*What the task requires*: Render every line of the records below as a JSON list of strings, one string per line, skipping blank lines. Omit the pictures.

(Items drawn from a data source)
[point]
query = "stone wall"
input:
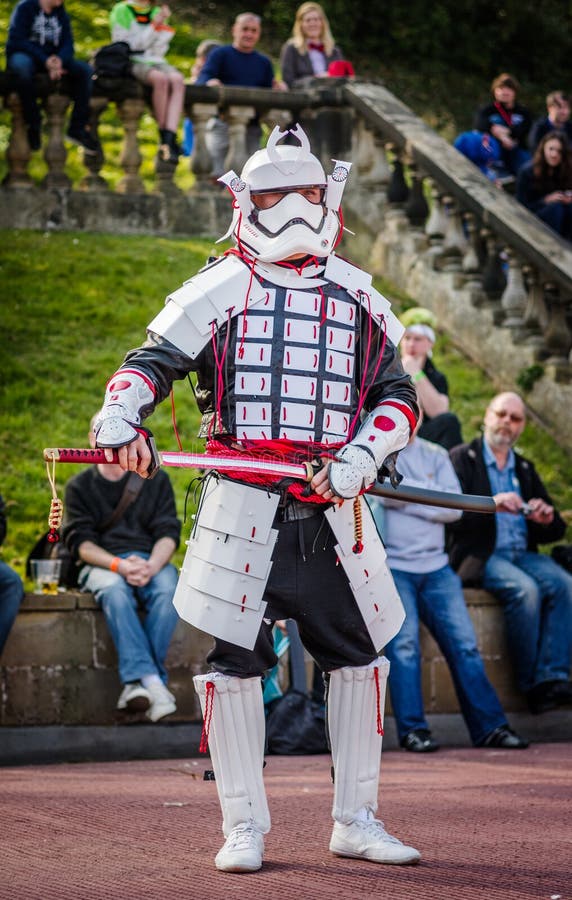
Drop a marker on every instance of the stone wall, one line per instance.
(59, 666)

*The reply*:
[
  "[point]",
  "query = \"stone wall\"",
  "input:",
  "Drop a marker on every instance of the stone wall, one line per instance.",
  "(59, 666)"
]